_Your objective:_
Reproduce every line of the data below, word for word and in the same order.

Dataset rows
-- Start --

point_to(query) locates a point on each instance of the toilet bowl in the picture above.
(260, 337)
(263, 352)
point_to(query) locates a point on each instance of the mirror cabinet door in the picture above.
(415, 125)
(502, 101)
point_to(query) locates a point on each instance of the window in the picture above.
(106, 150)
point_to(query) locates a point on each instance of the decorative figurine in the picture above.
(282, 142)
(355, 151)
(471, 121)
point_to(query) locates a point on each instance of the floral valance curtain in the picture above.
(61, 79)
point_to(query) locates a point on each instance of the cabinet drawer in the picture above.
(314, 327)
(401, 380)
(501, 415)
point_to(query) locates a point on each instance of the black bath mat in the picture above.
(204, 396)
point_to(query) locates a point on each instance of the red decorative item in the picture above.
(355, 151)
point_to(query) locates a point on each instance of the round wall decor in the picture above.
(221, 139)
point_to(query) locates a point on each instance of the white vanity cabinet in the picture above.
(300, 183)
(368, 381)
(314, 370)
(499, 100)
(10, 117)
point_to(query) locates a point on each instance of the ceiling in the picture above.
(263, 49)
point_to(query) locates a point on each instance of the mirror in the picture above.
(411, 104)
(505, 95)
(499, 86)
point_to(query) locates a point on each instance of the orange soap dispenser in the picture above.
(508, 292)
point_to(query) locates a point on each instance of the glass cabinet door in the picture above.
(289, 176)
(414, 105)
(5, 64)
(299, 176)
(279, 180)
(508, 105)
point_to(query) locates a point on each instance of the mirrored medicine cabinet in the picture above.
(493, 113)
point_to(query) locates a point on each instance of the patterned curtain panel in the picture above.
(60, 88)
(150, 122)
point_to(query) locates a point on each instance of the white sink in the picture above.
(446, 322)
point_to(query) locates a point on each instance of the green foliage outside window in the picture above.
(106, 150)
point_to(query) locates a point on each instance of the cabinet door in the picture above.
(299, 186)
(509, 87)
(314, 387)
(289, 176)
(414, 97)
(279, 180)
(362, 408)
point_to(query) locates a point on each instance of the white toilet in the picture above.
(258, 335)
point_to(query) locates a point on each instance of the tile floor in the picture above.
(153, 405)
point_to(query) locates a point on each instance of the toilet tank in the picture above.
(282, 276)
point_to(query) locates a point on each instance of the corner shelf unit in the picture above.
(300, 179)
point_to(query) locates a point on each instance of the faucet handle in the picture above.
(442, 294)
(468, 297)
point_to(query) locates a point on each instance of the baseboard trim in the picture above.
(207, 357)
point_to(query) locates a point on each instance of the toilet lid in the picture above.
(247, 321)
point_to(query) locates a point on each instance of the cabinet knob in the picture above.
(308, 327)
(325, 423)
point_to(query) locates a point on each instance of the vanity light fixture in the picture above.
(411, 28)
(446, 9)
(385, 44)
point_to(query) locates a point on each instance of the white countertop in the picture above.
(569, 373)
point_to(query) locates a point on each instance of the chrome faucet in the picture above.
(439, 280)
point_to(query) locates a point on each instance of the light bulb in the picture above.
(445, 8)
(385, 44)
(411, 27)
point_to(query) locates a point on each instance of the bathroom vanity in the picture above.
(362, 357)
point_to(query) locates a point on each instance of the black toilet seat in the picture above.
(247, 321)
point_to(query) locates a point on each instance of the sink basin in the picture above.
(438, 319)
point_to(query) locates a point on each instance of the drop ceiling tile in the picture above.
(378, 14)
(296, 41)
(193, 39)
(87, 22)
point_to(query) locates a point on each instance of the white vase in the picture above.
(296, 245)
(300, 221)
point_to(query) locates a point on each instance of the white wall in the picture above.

-- End --

_Task output:_
point_to(query) locates a point on each instance of the toilet bowl in the picture above.
(260, 337)
(263, 352)
point_to(query) locates a point on each instance of the mirror cabinet door in the picture above.
(415, 125)
(502, 101)
point_to(query) locates a point on each instance of the window in the picture above.
(106, 150)
point_to(query) locates a point on each instance of the decorative figurine in the picture above.
(282, 142)
(355, 151)
(471, 121)
point_to(query) locates a point on each instance of the floral valance curtain in the picture above.
(61, 79)
point_to(query) locates a point on each instance of the cabinet drawer in the picture above.
(314, 327)
(401, 380)
(501, 415)
point_to(query) locates a point on each instance of the black bath mat in the picture above.
(204, 396)
point_to(query) locates a point on each instance of the red decorative item in the picture above.
(355, 151)
point_to(query) locates a point on each instance of the round wall decor in the picture above.
(221, 139)
point_to(query) locates a point on each instance of the white vanity cabinet in the picture above.
(300, 183)
(368, 381)
(314, 370)
(499, 100)
(10, 117)
point_to(query) locates a point on each instance of the ceiling in the picture above.
(263, 49)
point_to(query) locates a point on each instance of the mirror in the picture above.
(411, 104)
(505, 95)
(499, 86)
point_to(query) locates a point on each instance of the orange soap dispenser in the picture above.
(508, 292)
point_to(query) locates a point on each instance of the glass cabinet door in the picture above.
(289, 176)
(414, 105)
(5, 64)
(299, 176)
(279, 180)
(508, 105)
point_to(query) locates a point on each instance of the mirrored medicine cabinet in the picture above.
(493, 113)
point_to(query) locates a point on each instance of the patterned curtain panel in the picture above.
(60, 88)
(150, 122)
point_to(query) locates a point on each instance of the white sink in the picture above.
(446, 322)
point_to(query) locates a point on each instance of the green foliage outside window in the picture above.
(106, 150)
point_to(query) locates a point on each instance of the cabinet door in the picture above.
(299, 186)
(509, 87)
(314, 387)
(289, 176)
(414, 97)
(279, 180)
(362, 408)
point_to(query) locates a point on each instance of the white toilet in the picture above.
(258, 335)
point_to(query) locates a point on each instance of the tile floor in the picture above.
(153, 405)
point_to(query) locates a point on each instance of the toilet tank in the picture above.
(282, 276)
point_to(query) locates a point on each instance of the corner shelf unit in the picture above.
(300, 179)
point_to(query) locates a point on each instance of the faucet handle in the picture above.
(442, 294)
(468, 297)
point_to(query) locates a point on each instance of the baseboard trim in the picture above.
(207, 357)
point_to(query) locates a point on each instance of the toilet lid in the picture above.
(247, 321)
point_to(query) locates a point on each instance of the cabinet knob in the picture above.
(308, 327)
(325, 423)
point_to(query) locates a point on each instance of the vanity light fixture in the picture above.
(411, 28)
(446, 9)
(385, 44)
point_to(query) locates a point on each instance of the white countertop in the picture above.
(569, 373)
point_to(query) locates a point on each instance of the chrome faucet in the picture above.
(439, 280)
point_to(query) locates a point on each instance of the light bulb in the picture above.
(445, 8)
(385, 44)
(411, 27)
point_to(query) locates a point on each instance of the bathroom vanity in the picture above.
(362, 357)
point_to(query) locates a point on each instance of the black toilet seat in the picture above.
(247, 321)
point_to(query) locates a point on each instance of the sink basin in the picture above.
(438, 319)
point_to(query) locates a point on each instance of the drop ceiling tile in the picture above.
(378, 14)
(296, 41)
(193, 39)
(87, 22)
point_to(query) locates a point on each instance of the white vase in the picture above.
(296, 245)
(300, 221)
point_to(query) locates a point on each instance of the white wall in the picture above.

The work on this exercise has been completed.